◆ Written task: Copy word for word the lines of the records from the one containing "of the pinky" through the one containing "point(206, 317)", both included.

** Begin Material shown **

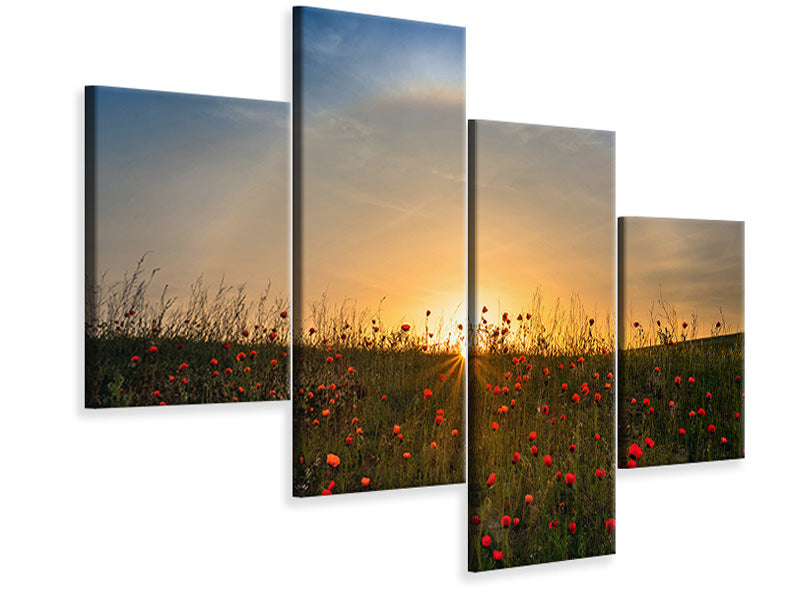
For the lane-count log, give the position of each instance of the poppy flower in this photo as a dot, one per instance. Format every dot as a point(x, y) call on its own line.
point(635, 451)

** End Material shown **
** Begin Material shown **

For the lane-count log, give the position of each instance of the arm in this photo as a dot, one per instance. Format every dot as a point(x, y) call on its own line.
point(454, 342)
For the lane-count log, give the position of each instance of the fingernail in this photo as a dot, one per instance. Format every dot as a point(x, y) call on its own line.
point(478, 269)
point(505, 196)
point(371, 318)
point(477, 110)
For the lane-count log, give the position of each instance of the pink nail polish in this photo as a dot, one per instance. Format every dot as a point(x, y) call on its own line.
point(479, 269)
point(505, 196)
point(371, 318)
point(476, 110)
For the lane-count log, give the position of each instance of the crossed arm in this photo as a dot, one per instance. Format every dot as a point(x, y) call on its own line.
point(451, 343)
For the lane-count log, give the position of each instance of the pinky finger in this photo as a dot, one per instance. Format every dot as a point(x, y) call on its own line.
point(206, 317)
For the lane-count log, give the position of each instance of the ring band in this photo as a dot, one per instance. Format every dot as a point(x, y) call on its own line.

** End Material shown **
** Begin Material shown **

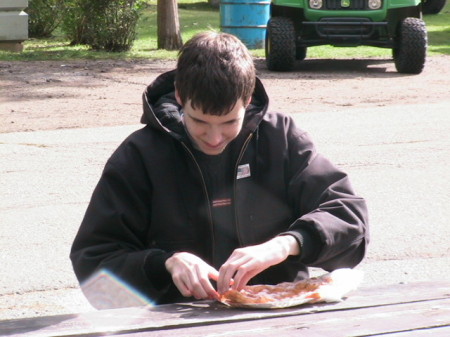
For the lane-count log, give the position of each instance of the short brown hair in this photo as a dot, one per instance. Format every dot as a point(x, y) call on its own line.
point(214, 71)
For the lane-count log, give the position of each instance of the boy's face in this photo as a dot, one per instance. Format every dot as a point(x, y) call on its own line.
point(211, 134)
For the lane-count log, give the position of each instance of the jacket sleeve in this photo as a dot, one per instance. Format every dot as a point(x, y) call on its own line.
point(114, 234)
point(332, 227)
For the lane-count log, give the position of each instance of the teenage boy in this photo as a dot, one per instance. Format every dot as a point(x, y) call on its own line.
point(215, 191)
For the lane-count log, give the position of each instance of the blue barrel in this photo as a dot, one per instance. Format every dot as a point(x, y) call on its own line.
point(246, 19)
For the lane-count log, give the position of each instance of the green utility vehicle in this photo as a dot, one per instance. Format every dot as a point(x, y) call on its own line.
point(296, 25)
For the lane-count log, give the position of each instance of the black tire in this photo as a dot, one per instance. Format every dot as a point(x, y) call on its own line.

** End Material shown **

◆ Exercise output:
For the lane-count log, give the position of each instance of the pinky finger in this photo as a dot, one per instance. Format every dot as a point(x, y) call on its own line.
point(206, 317)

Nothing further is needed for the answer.